An exact copy of all the data is the required output.
*** Opening Given entries ***
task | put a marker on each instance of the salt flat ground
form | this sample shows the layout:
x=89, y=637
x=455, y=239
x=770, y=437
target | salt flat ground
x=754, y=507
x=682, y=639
*** Closing Given entries ***
- **Output for this task**:
task | put a marker on each instance of the salt flat ground
form | this sample shows the layout:
x=89, y=637
x=455, y=239
x=770, y=437
target | salt flat ground
x=754, y=507
x=682, y=639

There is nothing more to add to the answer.